■ **Challenge**
Print verbatim the lines of the entries from the one containing "Where can the mountain" to the last, inclusive, and no others.

■ **Materials provided**
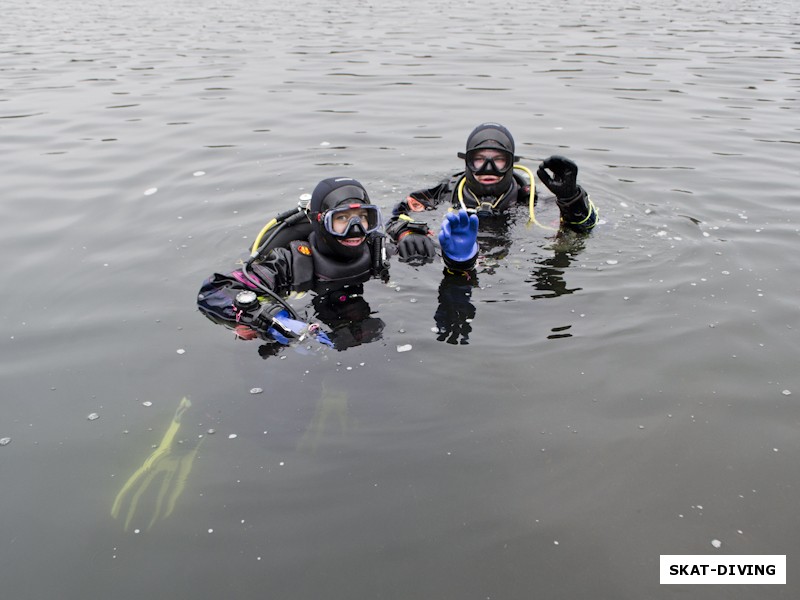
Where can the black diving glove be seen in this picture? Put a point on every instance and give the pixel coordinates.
(416, 246)
(564, 179)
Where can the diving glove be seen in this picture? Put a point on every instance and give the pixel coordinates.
(564, 179)
(458, 238)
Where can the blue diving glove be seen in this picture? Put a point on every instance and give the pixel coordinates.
(458, 236)
(564, 180)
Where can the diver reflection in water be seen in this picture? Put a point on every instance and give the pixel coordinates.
(486, 195)
(330, 248)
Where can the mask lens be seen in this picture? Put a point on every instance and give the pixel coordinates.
(353, 220)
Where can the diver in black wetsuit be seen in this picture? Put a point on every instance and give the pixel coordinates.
(329, 248)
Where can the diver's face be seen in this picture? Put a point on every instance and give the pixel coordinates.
(342, 219)
(481, 157)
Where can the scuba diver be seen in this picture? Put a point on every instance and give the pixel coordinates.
(487, 196)
(329, 247)
(489, 187)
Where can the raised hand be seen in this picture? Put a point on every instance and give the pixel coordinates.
(458, 236)
(564, 179)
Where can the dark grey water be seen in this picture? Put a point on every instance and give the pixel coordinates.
(629, 397)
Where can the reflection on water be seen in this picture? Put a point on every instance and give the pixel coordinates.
(169, 465)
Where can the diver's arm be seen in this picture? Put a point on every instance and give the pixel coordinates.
(578, 213)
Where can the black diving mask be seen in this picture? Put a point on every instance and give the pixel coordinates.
(479, 164)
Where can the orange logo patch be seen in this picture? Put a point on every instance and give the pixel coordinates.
(415, 205)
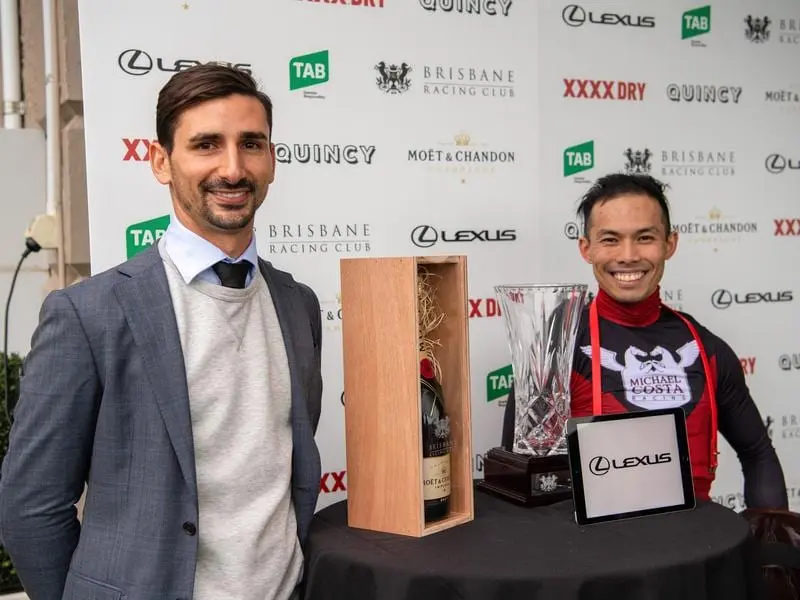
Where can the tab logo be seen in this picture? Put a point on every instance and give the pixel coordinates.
(141, 236)
(309, 70)
(498, 384)
(578, 159)
(696, 22)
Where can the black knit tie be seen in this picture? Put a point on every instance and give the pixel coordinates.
(232, 274)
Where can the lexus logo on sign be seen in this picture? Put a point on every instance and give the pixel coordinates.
(135, 62)
(138, 62)
(599, 465)
(425, 236)
(722, 299)
(575, 16)
(777, 163)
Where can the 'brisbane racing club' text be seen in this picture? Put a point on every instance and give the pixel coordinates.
(350, 238)
(468, 81)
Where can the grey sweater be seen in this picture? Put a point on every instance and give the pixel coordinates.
(240, 402)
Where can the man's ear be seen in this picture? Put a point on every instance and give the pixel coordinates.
(583, 247)
(272, 157)
(159, 163)
(672, 244)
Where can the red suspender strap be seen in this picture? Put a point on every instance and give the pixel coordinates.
(597, 392)
(594, 333)
(712, 396)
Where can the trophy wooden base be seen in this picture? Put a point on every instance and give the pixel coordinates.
(526, 480)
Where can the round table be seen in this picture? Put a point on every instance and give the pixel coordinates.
(511, 552)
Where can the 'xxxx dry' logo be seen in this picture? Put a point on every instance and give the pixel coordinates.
(136, 149)
(787, 226)
(597, 89)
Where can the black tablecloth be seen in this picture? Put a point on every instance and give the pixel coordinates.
(511, 552)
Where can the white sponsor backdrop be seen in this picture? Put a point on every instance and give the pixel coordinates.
(518, 83)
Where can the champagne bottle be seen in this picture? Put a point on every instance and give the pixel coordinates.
(435, 445)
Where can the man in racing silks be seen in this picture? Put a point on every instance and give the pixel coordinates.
(634, 353)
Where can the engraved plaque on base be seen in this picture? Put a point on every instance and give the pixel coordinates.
(541, 324)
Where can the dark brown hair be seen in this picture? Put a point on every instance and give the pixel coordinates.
(198, 84)
(620, 184)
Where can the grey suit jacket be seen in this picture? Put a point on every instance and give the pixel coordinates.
(104, 401)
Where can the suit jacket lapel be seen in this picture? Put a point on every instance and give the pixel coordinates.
(284, 295)
(147, 304)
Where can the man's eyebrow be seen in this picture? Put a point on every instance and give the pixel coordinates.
(215, 137)
(652, 229)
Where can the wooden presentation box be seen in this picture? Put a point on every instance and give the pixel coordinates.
(383, 415)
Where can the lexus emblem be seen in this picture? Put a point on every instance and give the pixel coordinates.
(573, 15)
(721, 299)
(599, 466)
(424, 236)
(135, 62)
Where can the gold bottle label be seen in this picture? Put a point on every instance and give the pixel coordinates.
(436, 477)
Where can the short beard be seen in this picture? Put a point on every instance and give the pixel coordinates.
(234, 221)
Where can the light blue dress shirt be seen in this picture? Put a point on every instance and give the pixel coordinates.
(194, 256)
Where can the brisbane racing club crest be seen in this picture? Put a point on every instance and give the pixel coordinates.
(393, 79)
(653, 379)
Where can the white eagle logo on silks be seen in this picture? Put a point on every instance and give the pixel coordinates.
(652, 379)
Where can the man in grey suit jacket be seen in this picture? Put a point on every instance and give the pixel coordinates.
(183, 388)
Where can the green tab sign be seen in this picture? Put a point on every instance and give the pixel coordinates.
(141, 236)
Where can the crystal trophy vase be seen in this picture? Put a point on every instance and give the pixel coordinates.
(541, 324)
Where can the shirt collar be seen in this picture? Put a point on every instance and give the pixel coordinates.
(193, 254)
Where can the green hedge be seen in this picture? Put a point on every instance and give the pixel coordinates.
(9, 582)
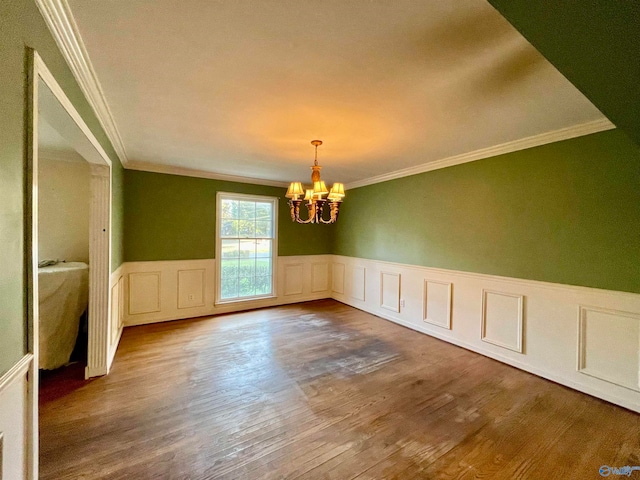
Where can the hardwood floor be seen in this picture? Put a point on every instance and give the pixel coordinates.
(322, 390)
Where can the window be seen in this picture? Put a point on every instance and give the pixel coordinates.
(246, 246)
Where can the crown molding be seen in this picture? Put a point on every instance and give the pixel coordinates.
(509, 147)
(58, 17)
(189, 172)
(61, 156)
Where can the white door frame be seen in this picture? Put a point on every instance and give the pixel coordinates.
(99, 245)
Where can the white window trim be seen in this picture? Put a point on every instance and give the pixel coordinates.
(274, 252)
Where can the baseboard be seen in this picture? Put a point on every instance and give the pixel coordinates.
(18, 419)
(549, 330)
(235, 307)
(161, 291)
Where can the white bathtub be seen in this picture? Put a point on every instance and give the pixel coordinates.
(63, 297)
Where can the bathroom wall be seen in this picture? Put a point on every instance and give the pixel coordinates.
(63, 204)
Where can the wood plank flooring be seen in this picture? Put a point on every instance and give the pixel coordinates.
(321, 390)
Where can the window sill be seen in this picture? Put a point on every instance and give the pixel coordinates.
(232, 301)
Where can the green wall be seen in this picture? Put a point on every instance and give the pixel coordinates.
(22, 27)
(567, 212)
(172, 217)
(595, 44)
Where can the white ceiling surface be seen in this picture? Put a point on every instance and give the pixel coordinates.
(240, 87)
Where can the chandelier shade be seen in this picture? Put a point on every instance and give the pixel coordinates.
(314, 197)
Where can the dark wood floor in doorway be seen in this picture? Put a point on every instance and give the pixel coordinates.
(322, 390)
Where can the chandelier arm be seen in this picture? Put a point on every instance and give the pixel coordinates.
(310, 210)
(335, 208)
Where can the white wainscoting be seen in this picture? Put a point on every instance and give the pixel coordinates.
(170, 290)
(584, 338)
(15, 421)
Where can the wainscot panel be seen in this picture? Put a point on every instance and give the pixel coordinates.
(172, 290)
(585, 338)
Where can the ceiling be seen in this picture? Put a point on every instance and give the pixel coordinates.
(241, 87)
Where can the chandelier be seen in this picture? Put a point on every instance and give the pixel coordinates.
(314, 196)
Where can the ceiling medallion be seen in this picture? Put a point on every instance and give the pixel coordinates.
(314, 196)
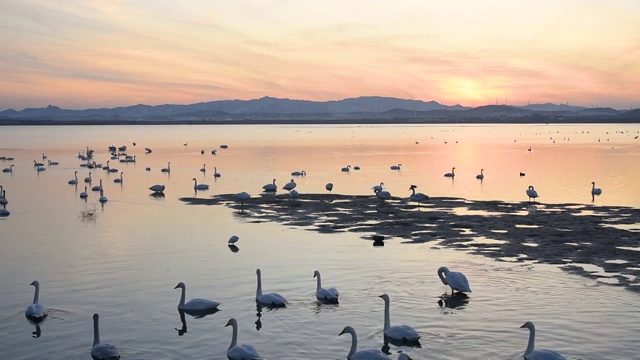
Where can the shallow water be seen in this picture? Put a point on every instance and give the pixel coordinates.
(126, 262)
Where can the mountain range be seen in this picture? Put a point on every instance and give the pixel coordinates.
(373, 109)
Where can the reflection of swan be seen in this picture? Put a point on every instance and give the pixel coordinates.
(452, 173)
(240, 352)
(456, 280)
(403, 333)
(329, 295)
(532, 193)
(530, 353)
(194, 304)
(102, 351)
(270, 187)
(36, 312)
(271, 299)
(368, 354)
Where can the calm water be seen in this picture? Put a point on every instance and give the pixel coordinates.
(125, 263)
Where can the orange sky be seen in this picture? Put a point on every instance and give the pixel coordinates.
(106, 53)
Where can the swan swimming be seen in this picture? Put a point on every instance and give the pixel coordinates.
(271, 299)
(102, 351)
(240, 352)
(543, 354)
(456, 280)
(329, 295)
(194, 304)
(36, 311)
(354, 354)
(403, 333)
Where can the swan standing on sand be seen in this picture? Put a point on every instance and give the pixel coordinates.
(354, 354)
(271, 299)
(271, 187)
(36, 312)
(194, 304)
(456, 280)
(240, 352)
(102, 351)
(531, 354)
(532, 193)
(329, 295)
(403, 333)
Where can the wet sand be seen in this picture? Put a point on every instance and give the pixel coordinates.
(568, 235)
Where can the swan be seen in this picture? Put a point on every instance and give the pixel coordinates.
(197, 186)
(271, 299)
(36, 312)
(240, 352)
(74, 181)
(329, 295)
(270, 187)
(194, 304)
(532, 193)
(167, 169)
(543, 354)
(456, 280)
(290, 185)
(417, 197)
(329, 187)
(403, 333)
(354, 354)
(102, 351)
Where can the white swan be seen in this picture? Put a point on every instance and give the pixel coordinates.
(329, 295)
(531, 354)
(354, 354)
(452, 173)
(102, 351)
(403, 333)
(271, 299)
(456, 280)
(194, 304)
(243, 351)
(36, 312)
(271, 187)
(197, 186)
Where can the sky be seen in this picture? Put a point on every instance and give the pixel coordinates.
(79, 54)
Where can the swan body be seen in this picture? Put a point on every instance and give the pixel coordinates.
(594, 189)
(194, 304)
(329, 295)
(456, 280)
(354, 354)
(197, 186)
(102, 351)
(271, 299)
(532, 193)
(36, 312)
(243, 351)
(271, 187)
(543, 354)
(403, 333)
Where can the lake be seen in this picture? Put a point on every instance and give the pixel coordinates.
(125, 261)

■ **Answer to the exercise**
Where can the mountain range be seen in this picture? Put a point on every instance and give the pixel coordinates.
(373, 109)
Where can the reflection of swan be seen in this picture? Put a point on every instance and give the pixel coordinates.
(452, 173)
(240, 352)
(456, 280)
(403, 333)
(329, 295)
(532, 193)
(530, 353)
(194, 304)
(102, 351)
(270, 187)
(36, 312)
(271, 299)
(368, 354)
Where can the calm water be seen in this picture? Put a point on every instance and give the pixel coordinates.
(125, 263)
Where can the orange sky be seen in this picture? Put a point on every instance and give the pixel coordinates.
(106, 53)
Where can the swan swimming be seen in this picture? Put a point on every instance and give the pixel coordinates.
(271, 299)
(102, 351)
(240, 352)
(543, 354)
(456, 280)
(329, 295)
(194, 304)
(36, 311)
(354, 354)
(403, 333)
Where can the swan standing on sand be seen in this picture? Put a point on every instance and give the pixel coordinates.
(354, 354)
(271, 299)
(271, 187)
(36, 312)
(194, 304)
(456, 280)
(240, 352)
(102, 351)
(531, 354)
(532, 193)
(329, 295)
(403, 333)
Where can the wet sand be seen in this picture? Put a point on every instance and give the pixel coordinates.
(568, 235)
Where can the swan be seen in this picture? Put a point on every instance and give the pixel coordinates.
(197, 186)
(271, 299)
(36, 312)
(240, 352)
(74, 181)
(329, 295)
(270, 187)
(194, 304)
(532, 193)
(167, 169)
(543, 354)
(456, 280)
(290, 185)
(417, 197)
(329, 187)
(403, 333)
(354, 354)
(102, 351)
Where can the white swan be seen in this picture? Put a point on every instance and give the pixel coordinates.
(329, 295)
(531, 354)
(354, 354)
(452, 173)
(102, 351)
(403, 333)
(271, 299)
(456, 280)
(194, 304)
(243, 351)
(36, 312)
(271, 187)
(197, 186)
Where can the sky be seen in this picture? Put a point on every instance and give the pixel coordinates.
(79, 54)
Where can the swan body be seen in this picture? Put a point on every instance and give the pixel coordinates.
(594, 189)
(194, 304)
(329, 295)
(456, 280)
(354, 354)
(197, 186)
(102, 351)
(271, 299)
(532, 193)
(36, 312)
(243, 351)
(271, 187)
(543, 354)
(403, 333)
Where can the lake be seen in this picture? Put a point on every instance and give the pixel coordinates.
(125, 261)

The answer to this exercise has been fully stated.